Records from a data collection
___

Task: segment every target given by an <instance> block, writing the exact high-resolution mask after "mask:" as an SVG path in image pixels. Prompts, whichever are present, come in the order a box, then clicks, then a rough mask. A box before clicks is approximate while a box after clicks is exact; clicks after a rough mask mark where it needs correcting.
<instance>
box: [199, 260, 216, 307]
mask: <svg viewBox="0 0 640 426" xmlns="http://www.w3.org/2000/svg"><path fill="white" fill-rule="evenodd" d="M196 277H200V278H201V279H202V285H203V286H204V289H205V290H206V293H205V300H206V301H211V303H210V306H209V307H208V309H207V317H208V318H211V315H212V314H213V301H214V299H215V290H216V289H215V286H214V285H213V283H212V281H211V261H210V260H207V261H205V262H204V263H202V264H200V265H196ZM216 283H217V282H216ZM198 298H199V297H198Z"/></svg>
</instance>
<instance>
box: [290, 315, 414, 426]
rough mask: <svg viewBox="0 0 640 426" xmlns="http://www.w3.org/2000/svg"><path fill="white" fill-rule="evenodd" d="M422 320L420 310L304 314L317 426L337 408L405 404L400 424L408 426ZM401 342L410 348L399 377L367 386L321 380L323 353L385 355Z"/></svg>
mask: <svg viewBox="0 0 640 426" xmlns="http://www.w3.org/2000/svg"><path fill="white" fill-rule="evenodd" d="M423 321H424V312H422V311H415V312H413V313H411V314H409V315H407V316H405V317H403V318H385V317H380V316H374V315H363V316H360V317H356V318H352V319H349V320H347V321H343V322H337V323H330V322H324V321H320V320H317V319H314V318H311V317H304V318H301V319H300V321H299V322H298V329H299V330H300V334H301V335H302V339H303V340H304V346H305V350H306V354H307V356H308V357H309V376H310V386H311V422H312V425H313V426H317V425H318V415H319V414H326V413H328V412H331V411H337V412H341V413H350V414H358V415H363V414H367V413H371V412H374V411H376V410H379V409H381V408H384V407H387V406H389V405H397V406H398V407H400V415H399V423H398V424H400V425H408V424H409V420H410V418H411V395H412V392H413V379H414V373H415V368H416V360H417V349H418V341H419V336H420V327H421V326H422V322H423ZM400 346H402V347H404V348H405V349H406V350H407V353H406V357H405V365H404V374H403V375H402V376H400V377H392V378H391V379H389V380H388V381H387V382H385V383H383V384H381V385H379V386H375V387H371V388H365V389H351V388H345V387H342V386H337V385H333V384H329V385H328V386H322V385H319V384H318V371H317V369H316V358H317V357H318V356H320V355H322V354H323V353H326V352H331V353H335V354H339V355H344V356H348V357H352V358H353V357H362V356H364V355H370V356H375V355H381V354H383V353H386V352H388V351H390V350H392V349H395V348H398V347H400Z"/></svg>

___

Problem requirements: Lines that contain "instance" are the result; find them in the entries above and copy each one.

Your response:
Task: segment every target given by an <instance> block, writing the exact high-resolution mask after "mask:" as an SVG path in image pixels. Prompts, whichever are present, come in the order a box, then clicks, then a rough mask. A box before clicks is approximate while a box after clicks is exact; clicks after a rough mask mark where it needs correcting.
<instance>
</instance>
<instance>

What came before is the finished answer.